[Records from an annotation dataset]
++++++++++

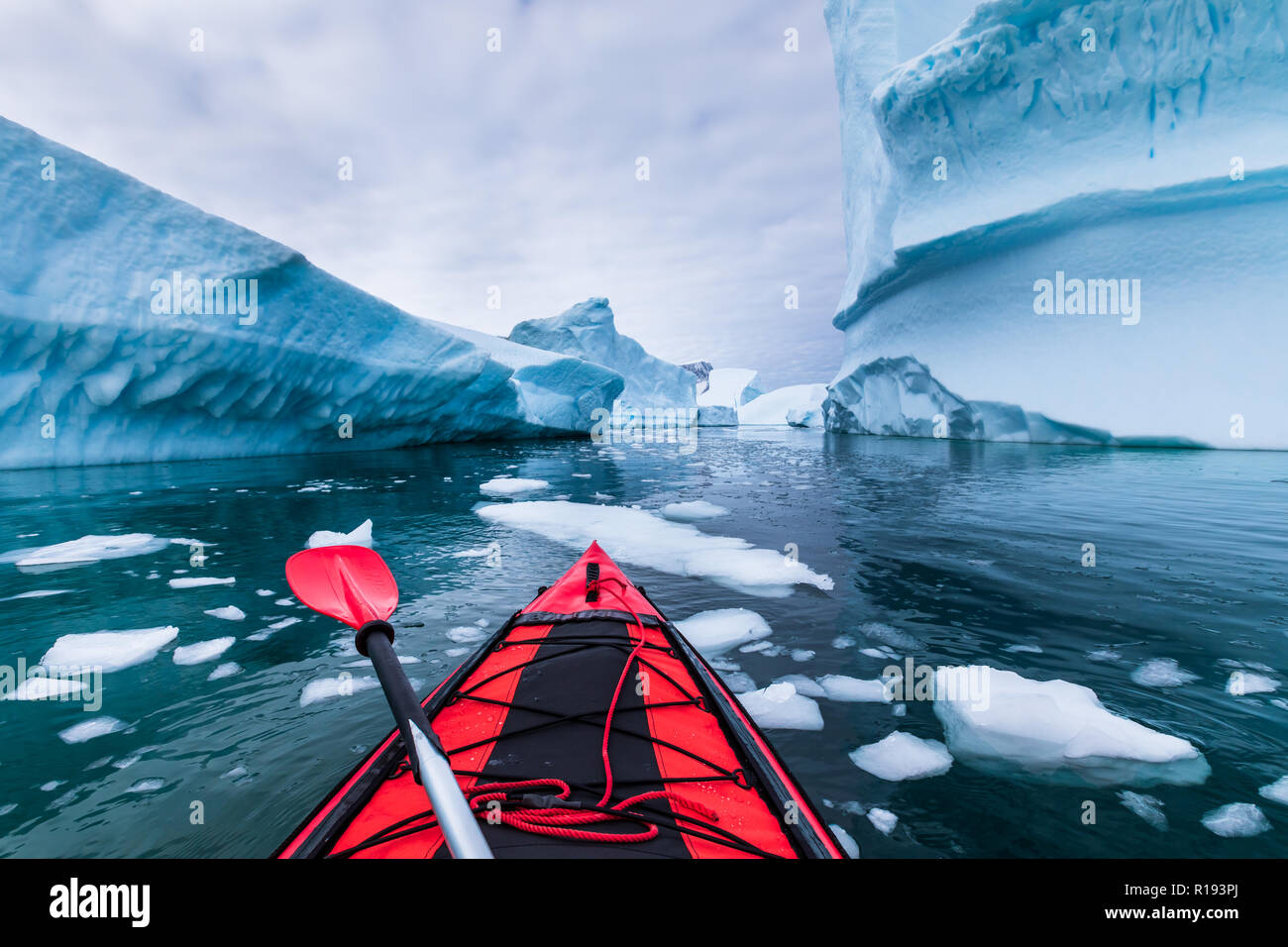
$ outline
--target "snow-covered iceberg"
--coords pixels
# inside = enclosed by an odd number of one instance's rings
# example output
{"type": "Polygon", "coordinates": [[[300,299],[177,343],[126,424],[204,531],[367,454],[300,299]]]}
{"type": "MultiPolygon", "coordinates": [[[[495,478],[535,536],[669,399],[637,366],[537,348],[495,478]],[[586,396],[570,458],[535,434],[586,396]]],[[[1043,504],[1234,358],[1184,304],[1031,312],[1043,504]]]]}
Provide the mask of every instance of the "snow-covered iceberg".
{"type": "Polygon", "coordinates": [[[591,298],[559,316],[520,322],[509,338],[613,370],[626,380],[621,397],[629,407],[696,405],[697,375],[654,358],[638,341],[618,332],[607,299],[591,298]]]}
{"type": "Polygon", "coordinates": [[[949,437],[1288,447],[1288,3],[947,3],[938,43],[925,6],[826,4],[849,258],[829,426],[864,429],[872,366],[908,357],[961,397],[887,399],[891,433],[939,414],[949,437]]]}
{"type": "Polygon", "coordinates": [[[708,367],[705,380],[706,388],[699,383],[698,390],[698,424],[702,426],[737,426],[738,408],[764,394],[755,368],[708,367]]]}
{"type": "Polygon", "coordinates": [[[827,385],[788,385],[775,388],[738,408],[738,424],[790,424],[793,428],[822,428],[827,385]]]}
{"type": "Polygon", "coordinates": [[[622,379],[404,313],[0,119],[0,468],[587,432],[622,379]]]}

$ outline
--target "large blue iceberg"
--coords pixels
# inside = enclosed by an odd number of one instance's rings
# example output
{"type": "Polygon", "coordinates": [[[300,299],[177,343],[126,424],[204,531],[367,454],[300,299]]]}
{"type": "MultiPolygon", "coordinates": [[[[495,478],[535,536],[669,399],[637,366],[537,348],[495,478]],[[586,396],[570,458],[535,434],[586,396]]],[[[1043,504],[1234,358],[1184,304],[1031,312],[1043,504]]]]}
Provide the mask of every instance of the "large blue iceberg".
{"type": "Polygon", "coordinates": [[[623,379],[416,318],[0,119],[0,468],[586,433],[623,379]]]}
{"type": "Polygon", "coordinates": [[[826,5],[829,428],[1288,447],[1288,3],[951,1],[913,54],[930,6],[826,5]]]}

++++++++++

Count the lines in the items above that contain the string "every", treating uppercase and lowercase as different. Reply with the number only.

Solution below: 2